* [Selected passage]:
☆ ☆ ☆

Canada’s youth are feeling the impact of the deaths of two Indigenous youth and the outcomes of their trials and are mobilizing.

Langara and UBC students — many of whom attended last Saturday’s rally to protest the justice system they feel failed to keep Tina Fontaine,15, and 22-year-old Colton Boushie safe —have been calling on post-secondary institutions to take a stance in the fight for justice for missing and murdered Indigenous youth.

Institutions Must Be Engaged

Kelly Elizabeth White, an Indigenous activist who attended the rally, said that it is essential for post-secondary institutions to use the strength of their voice in supporting justice for Indigenous people.

“They’re the ambassadors in training our future leadership,” White said.

Christie Charles, a Musqueam activist and former Langara College student, highlighted the potential of Vancouver’s population of international students.

“No matter which race you come from, Indian, Chinese, Phillipines, whatever, we’ve all experienced some type of oppression [and] colonization. Use your privilege [and] voice to create positive change,” Charles said. “Everyone in post-secondary, their studies and chosen field can help be the change.

“Lawyers, linguists, artists, nurses, filmmakers, business entrepreneurs, scientists, family studies and community development can all add our multicultural teaching to rise up and live in love and peace.”

Saskatchewan farmer Gerald Stanley stood trial for the second-degree murder of Boushie, a resident of the Cree Red Pheasant First Nation, while convicted criminal Raymond Cormier stood trial for the second-degree murder of Fontaine, from Sagkeeng First Nation, north of Winnipeg. Both men were found not guilty within two weeks of each other.

Students Search for Solutions

Molly Cross-Blanchard, a UBC student who attended the rally, said that there are more open discussions being facilitated on campus on missing and murdered Indigenous youth.

“I don’t think there’s enough of it yet, but it’s happening, so that’s all you can ask for, really,” she said.

☆ ☆ ☆

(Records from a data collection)
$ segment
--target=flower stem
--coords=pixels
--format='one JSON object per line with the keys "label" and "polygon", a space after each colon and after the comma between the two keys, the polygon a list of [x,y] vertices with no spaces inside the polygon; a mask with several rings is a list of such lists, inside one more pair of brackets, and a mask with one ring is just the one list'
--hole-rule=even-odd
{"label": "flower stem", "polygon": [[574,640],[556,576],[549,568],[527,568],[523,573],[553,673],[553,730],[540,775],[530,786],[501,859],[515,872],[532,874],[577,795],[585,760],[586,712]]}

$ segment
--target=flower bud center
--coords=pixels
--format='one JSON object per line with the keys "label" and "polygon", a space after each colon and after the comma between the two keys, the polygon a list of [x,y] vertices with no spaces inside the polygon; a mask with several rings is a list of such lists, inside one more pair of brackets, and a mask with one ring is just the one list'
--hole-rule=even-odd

☆ ☆ ☆

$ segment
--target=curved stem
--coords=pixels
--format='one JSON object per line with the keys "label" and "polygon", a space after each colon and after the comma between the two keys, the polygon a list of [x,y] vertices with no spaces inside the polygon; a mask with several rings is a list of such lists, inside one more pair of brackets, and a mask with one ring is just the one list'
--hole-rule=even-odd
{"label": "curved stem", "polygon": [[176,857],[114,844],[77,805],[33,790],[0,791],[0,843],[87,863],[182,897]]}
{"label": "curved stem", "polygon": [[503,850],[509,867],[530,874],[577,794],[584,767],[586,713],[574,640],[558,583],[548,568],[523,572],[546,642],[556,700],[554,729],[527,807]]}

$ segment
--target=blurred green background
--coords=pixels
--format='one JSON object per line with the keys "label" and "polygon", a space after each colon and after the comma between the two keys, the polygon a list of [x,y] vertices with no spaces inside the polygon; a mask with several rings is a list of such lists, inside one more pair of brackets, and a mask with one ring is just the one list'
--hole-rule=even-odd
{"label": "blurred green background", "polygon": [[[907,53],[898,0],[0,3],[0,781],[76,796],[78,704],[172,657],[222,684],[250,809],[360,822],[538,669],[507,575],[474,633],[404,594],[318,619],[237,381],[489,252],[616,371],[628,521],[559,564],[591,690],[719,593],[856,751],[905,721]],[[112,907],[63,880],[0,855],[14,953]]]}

☆ ☆ ☆

* [Required actions]:
a) List every person named in the article about students responding to the Fontaine and Boushie trials.
b) Carry on the article about students responding to the Fontaine and Boushie trials, starting after its last sentence.
You do not need the records for any of this work.

* [Answers per task]:
a) Tina Fontaine, Colton Boushie, Kelly Elizabeth White, Christie Charles, Gerald Stanley, Raymond Cormier, Molly Cross-Blanchard

b)
Every week, Cross-Blanchard and other students meet on campus to read stories of Indigenous communities written by authors from different treaties. In her arts program, Cross-Blanchard said teachers welcome students to have open dialogue in structured classroom settings about what reconciliation means.

Education is Key

Audrey Siegl, an Indigenous activist who spoke at the rally, said students should stay educated and promote open dialogue with both Indigenous communities and governmental organizations.

“The systems are stacked against us,” Siegl said, noting that until reform of governmental systems that discriminate against Indigenous peoples is achieved, there can be no justice for victims like Fontaine and Boushie. “You get in front and you lead. Hold yourself to the highest standards and hold each other accountable.”

A Broken System

Cicely-Belle Blain, a Black Lives Matter representative, expressed anger at the rally over Fontaine being described as an at-risk youth by the Powerview RCMP.

“They never say it is colonialism, racism, classism, and failing systems that kids like Tina are at risk of,” Blain said.

Fontaine’s father was murdered in 2011, after which she spent time living between family and in foster care before travelling to Winnipeg in 2014 to reconnect with her birth mother.

Fontaine is reported to have gone missing from Child and Family Services custody several times in the following weeks, and was in contact with police and admitted to hospital within days of her disappearance.

According to Charles, Fontaine’s tragic story highlights how the National Inquiry into Missing and Murdered Indigenous Women and Girls is not fulfilling its promise to keep Indigenous women safe.

“Canada is supposed to be in this time of reconciliation,” Charles said. “With Colten Boushie and then Tina Fontaine, it’s a huge step backwards from what we’re trying to accomplish.”